**Text excerpt**
________________________________________
Brian Christopher Rose (born October 19, 1979) is a former American stock car racing driver.

Racing career
Rose began his NASCAR career in 2001 in the NASCAR Craftsman Truck Series.  He ran 15 races for Rick Ware in the No. 51, scoring a best finish of 12th.

In 2002, Rose went in a new direction, joining Bobby Hamilton Racing. Driving the No. 4, he scored a career best finish of 3rd in the season opener at Daytona International Speedway.  However Rose was released later in the season.  He raced for Billy Ballew Motorsports and Rick Ware Racing to finish off the season.  He finished the season racing 21 races, with 1 top five, 5 top tens, finishing 22nd in points.

In 2003 he raced in two races before being suspended by NASCAR for failing to take a drug test; this followed an arrest that included charges for possession of marijuana and a handgun.

In 2010, NASCAR lifted the indefinite suspension, and Rose tried to make his first race at Nashville Superspeedway, but failed to qualify. However, the following race, he made the race at Kansas Speedway, but was caught up in a crash to end his day; he has not competed in NASCAR since 2010.
________________________________________
**Given problem 1**
From the line with "Can you find the yellow" through the last of the rows, write out every line again, requests included, raising each pixel coordinate in the answers by 57.
The rows that follow bear no relation to the text about Brian Rose.

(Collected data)
________________________________________
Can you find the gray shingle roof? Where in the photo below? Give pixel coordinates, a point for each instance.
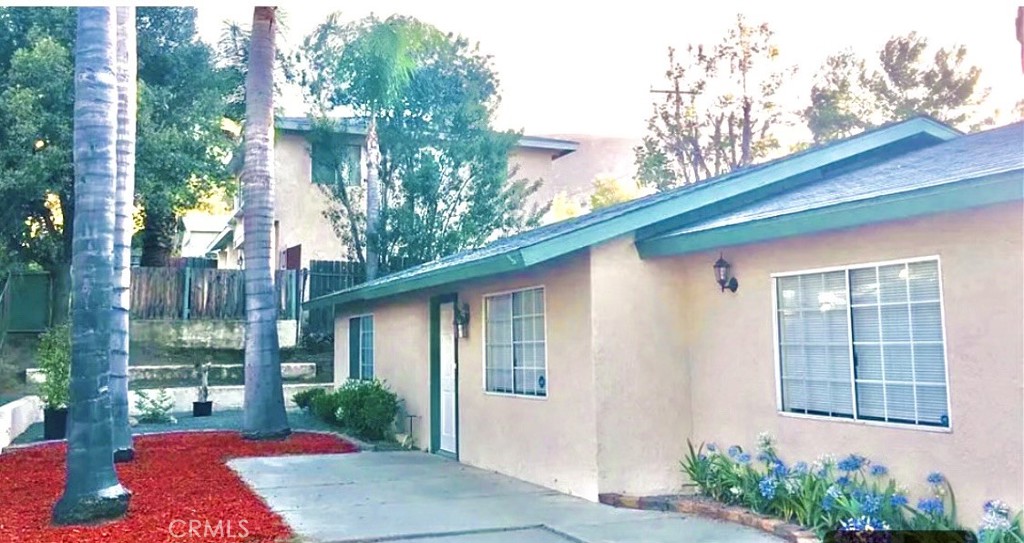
(923, 131)
(968, 157)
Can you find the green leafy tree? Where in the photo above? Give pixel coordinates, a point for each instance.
(91, 490)
(264, 416)
(437, 174)
(181, 151)
(851, 94)
(180, 144)
(719, 112)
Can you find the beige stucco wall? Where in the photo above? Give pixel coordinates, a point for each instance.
(535, 164)
(550, 442)
(401, 354)
(640, 372)
(301, 204)
(730, 350)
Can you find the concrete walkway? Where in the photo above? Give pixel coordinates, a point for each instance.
(416, 497)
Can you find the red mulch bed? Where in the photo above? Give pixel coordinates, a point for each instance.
(178, 481)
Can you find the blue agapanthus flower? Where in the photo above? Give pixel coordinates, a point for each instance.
(827, 502)
(870, 504)
(933, 506)
(863, 524)
(851, 463)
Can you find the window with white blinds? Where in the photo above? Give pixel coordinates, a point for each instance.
(515, 357)
(864, 342)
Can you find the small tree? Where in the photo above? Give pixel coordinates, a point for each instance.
(437, 175)
(851, 94)
(719, 112)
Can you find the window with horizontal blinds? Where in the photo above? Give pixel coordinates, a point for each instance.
(515, 356)
(360, 347)
(335, 164)
(864, 342)
(814, 342)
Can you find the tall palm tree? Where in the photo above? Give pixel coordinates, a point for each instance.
(380, 64)
(264, 402)
(92, 491)
(123, 226)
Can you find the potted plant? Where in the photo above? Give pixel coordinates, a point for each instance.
(203, 408)
(54, 360)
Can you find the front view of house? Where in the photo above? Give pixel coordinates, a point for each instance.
(867, 298)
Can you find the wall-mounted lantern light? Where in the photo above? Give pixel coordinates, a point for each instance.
(723, 277)
(462, 321)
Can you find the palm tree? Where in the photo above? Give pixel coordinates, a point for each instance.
(367, 66)
(92, 491)
(380, 63)
(123, 226)
(264, 401)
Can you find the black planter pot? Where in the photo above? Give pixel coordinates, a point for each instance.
(54, 423)
(202, 409)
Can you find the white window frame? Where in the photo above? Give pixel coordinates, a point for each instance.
(855, 419)
(373, 345)
(483, 344)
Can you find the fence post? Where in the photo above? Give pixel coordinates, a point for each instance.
(293, 279)
(186, 295)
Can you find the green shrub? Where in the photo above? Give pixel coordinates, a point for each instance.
(304, 399)
(53, 356)
(368, 408)
(325, 406)
(155, 410)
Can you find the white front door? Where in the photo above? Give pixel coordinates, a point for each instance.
(448, 342)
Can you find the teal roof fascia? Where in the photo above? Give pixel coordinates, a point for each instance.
(743, 186)
(988, 190)
(499, 263)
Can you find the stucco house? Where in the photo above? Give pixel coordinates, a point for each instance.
(301, 232)
(877, 308)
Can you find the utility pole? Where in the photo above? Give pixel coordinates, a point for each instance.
(677, 92)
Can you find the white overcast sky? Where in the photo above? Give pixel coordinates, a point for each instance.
(588, 67)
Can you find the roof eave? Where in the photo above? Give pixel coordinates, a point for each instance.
(492, 265)
(966, 194)
(798, 166)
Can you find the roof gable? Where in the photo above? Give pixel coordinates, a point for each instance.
(655, 212)
(357, 126)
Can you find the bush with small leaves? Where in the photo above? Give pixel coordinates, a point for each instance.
(155, 410)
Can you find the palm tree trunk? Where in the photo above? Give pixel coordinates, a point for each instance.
(264, 402)
(92, 491)
(127, 103)
(373, 200)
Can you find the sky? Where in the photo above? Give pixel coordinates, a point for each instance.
(588, 68)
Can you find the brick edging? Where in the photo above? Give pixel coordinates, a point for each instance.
(711, 509)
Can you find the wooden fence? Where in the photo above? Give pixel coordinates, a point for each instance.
(192, 293)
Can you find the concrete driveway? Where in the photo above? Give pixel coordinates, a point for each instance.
(409, 496)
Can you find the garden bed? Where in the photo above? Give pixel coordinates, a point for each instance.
(700, 506)
(179, 482)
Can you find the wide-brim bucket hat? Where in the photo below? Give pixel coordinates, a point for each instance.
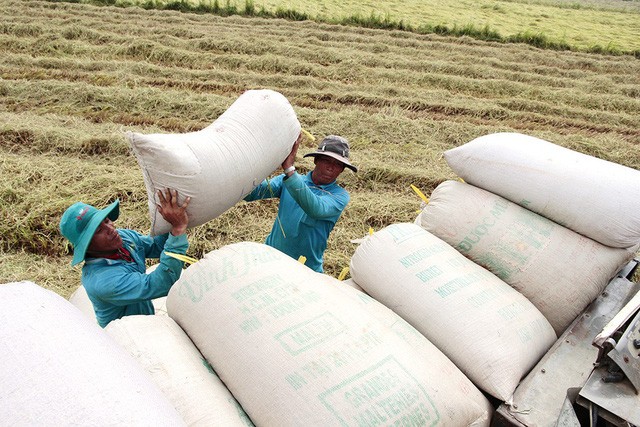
(336, 147)
(80, 222)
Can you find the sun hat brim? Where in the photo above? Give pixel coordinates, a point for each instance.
(336, 156)
(80, 249)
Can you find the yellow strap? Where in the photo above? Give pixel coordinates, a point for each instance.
(183, 258)
(419, 193)
(308, 135)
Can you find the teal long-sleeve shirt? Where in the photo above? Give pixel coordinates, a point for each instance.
(306, 215)
(119, 288)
________________________________________
**Given problem 2**
Carry the Brian Rose racing biography further, picking up right after its final sentence.

**Exercise response 1**
Can you find the yellow strap? Where in the photo above? Give pixel coordinates, a point for each instance.
(240, 315)
(476, 250)
(365, 192)
Can you find the teal long-sleeve shirt? Where in the photo above? Give pixel coordinates, a point for each instance.
(363, 272)
(176, 345)

**Exercise response 2**
Legal troubles
On June 27, 2014, Rose was indicted on charges of running a Ponzi scheme involving an allegedly fraudulent coal mining operation starting in 2011. In 2016, Rose was sentenced to prison for 9 years.

Motorsports career results

NASCAR
(key) (Bold – Pole position awarded by qualifying time. Italics – Pole position earned by points standings or practice time. * – Most laps led.)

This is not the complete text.